• TASK A
According to the excerpt on food complacency below, why can the juncture facing the agri-food system not be left to complacency? Answer in one to three sentences.

• SELECTED EXCERPT
* START *

A public that is generally full – and believes it will remain full into the foreseeable future – makes for a food complacent public. A food complacent public is a public ill-equipped to address the critical juncture confronting every level of the agri-food system with a combination of transformations and challenges, ranging from an influx of agritech innovations to history’s most extensive food crisis. This juncture cannot be left to complacency because its outcome will redefine how – and even if – humanity feeds itself.


As America confronts this complacency, our particular variety of complacency leaves us better able to accept this juncture’s innovative transformations than deal with its potentially existential challenges. But these challenges are here and likely to escalate: even if the impact is greater for other countries, America is not immune from their direct and secondary effects. Agri-food innovations alone cannot protect from these effects, and public action– trapped in gridlock and polarization – is limited to outdated, highly circumscribed, and emergency responses.

* END *

• ROWS
* START *

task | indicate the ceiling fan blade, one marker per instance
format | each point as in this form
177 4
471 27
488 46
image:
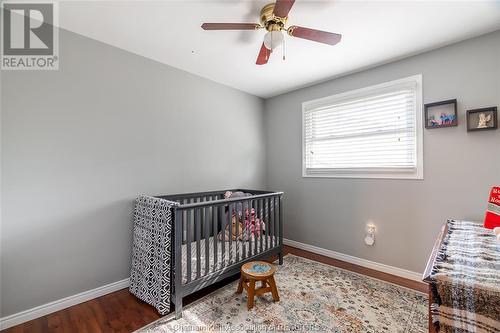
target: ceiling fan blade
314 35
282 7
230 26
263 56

* END *
* START *

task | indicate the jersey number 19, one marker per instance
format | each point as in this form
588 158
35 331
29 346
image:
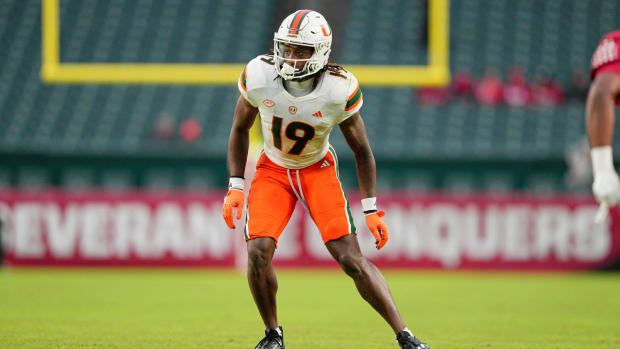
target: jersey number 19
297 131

* END *

• TASK B
Find each line in the entries above that contains the word "blade", and treat uppercase and lowercase as different.

• RIGHT ANSWER A
The outcome of this juncture will redefine how humanity feeds itself, and even whether it does.

• RIGHT ANSWER B
task | indicate the ceiling fan blade, one marker per instance
target: ceiling fan blade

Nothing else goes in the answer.